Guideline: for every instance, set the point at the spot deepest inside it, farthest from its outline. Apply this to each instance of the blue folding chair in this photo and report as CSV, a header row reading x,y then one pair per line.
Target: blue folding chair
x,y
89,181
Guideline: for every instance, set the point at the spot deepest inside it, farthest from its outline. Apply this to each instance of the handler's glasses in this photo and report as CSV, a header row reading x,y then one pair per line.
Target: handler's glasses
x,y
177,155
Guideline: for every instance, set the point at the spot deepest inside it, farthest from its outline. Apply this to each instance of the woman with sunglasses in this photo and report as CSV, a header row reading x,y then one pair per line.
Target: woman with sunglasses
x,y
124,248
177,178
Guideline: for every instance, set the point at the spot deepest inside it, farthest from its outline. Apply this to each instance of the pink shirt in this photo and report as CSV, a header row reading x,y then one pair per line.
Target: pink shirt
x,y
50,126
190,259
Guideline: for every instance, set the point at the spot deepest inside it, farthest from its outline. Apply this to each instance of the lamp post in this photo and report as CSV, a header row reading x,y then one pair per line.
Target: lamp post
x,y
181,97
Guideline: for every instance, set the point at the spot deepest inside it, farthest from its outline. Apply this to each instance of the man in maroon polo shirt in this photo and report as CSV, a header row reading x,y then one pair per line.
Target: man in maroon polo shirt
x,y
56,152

==

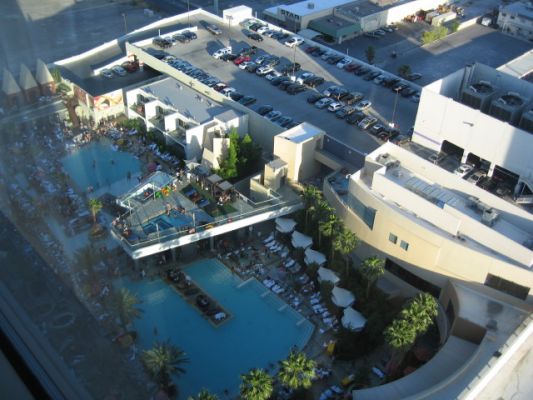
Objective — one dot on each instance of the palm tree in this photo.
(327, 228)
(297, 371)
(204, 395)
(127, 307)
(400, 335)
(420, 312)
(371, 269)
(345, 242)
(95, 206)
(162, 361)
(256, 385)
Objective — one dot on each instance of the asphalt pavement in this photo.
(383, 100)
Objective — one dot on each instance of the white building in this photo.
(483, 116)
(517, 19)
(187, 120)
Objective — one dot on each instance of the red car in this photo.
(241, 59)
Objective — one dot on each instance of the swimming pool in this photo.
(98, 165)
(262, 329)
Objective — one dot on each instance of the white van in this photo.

= WORK REQUIRED =
Which lines of the records above contain the word "every"? Report each one.

= SOLUTION TO THIS TASK =
Guideline: for every instance, set the point at the spot deepest inside it, farthest from its outline. Apply this to each instance of the blue folding chair in this photo and report as CSV, a header row reading x,y then one pair per line.
Guideline: for every instance, set the point at the spot deepest inside it, farthest from its outline. Apply this to each instance of the handler's glasses in this photo and report as CSV, a header row reading x,y then one pair per line.
Guideline: for every instance, set the point at the spot deepest inside it, farthest from its outline. Apply this to each instance of the woman with sunglasses in this photo and report as CSV, a header row reading x,y then one pair per line.
Guideline: for every instance, set the point at the spot deepest inside it, farthest from its outline. Apply this to each instance of the pink shirt in this photo and report as CSV, a header row reading x,y then one pair per line.
Guideline: for every instance, set the point at the spot deepest inside it, farthest from its outline. Apply this to each instance of the lamp post in this photo and report as CSV, a header row reading x,y then one pair per line.
Guideline: for every instance, set the point at the spot deepest inside it, farthest from its outline. Apply this to each instance of the man in maroon polo shirt in this photo and report as CSV, a header row reading x,y then one pair per line.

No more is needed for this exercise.